» Materials provided:
○ ○ ○ ○ ○ ○ ○
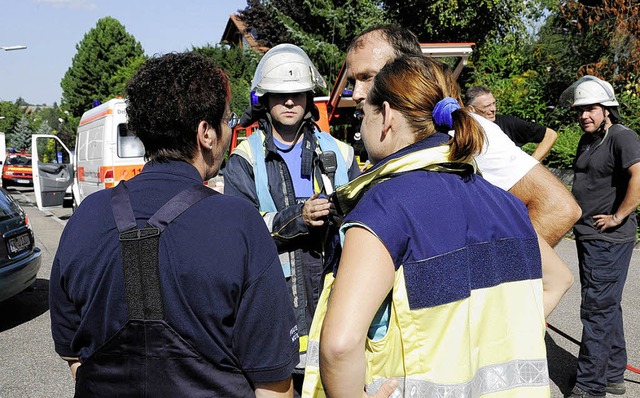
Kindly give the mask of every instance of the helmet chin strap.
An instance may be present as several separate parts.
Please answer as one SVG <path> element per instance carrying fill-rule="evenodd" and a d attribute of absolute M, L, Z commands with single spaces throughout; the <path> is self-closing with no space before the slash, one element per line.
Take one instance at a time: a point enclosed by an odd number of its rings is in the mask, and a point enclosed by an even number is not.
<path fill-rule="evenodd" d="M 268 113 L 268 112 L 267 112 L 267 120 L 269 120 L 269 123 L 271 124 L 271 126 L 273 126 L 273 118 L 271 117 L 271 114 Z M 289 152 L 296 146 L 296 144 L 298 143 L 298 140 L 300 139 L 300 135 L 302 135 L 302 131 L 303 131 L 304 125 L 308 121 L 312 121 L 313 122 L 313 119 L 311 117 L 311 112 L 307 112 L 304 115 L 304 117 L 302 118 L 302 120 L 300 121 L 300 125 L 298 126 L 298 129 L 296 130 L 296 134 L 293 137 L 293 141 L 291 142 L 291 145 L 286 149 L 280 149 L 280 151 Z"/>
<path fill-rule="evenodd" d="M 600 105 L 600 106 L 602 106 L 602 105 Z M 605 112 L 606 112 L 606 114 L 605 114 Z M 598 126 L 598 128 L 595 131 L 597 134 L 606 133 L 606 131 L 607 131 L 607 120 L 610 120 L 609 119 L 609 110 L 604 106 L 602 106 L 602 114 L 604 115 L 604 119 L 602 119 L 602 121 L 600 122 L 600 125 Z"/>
○ ○ ○ ○ ○ ○ ○
» Your assignment:
Copy only the stretch running from the line containing "Please answer as" to the final line of the entries, both ends included, exactly as it stands.

» Response box:
Please answer as one SVG <path> element per instance carrying fill-rule="evenodd" and a d attribute of absolute M, L, Z commands with single spaces throughout; the <path> is self-closing with no space before the slash, one element per line.
Take one instance at a time: a point enclosed by an odd number of its rings is in the mask, and a point enclosed by an even number is not.
<path fill-rule="evenodd" d="M 268 113 L 268 112 L 267 112 L 267 120 L 269 120 L 269 123 L 271 124 L 271 126 L 273 126 L 273 118 L 271 117 L 271 114 Z M 289 152 L 296 146 L 296 144 L 298 143 L 298 140 L 300 139 L 300 135 L 302 135 L 302 131 L 303 131 L 304 125 L 308 121 L 312 121 L 313 122 L 313 119 L 311 117 L 311 112 L 307 112 L 304 115 L 304 117 L 302 118 L 302 120 L 300 121 L 300 125 L 298 126 L 298 129 L 296 130 L 296 134 L 293 137 L 293 141 L 291 142 L 291 145 L 286 149 L 280 149 L 280 151 Z"/>
<path fill-rule="evenodd" d="M 600 105 L 600 106 L 602 106 L 602 105 Z M 605 112 L 606 112 L 606 114 L 605 114 Z M 598 126 L 598 128 L 595 131 L 597 134 L 606 133 L 606 131 L 607 131 L 607 120 L 610 120 L 609 119 L 609 110 L 604 106 L 602 106 L 602 114 L 604 115 L 604 119 L 602 119 L 602 121 L 600 122 L 600 125 Z"/>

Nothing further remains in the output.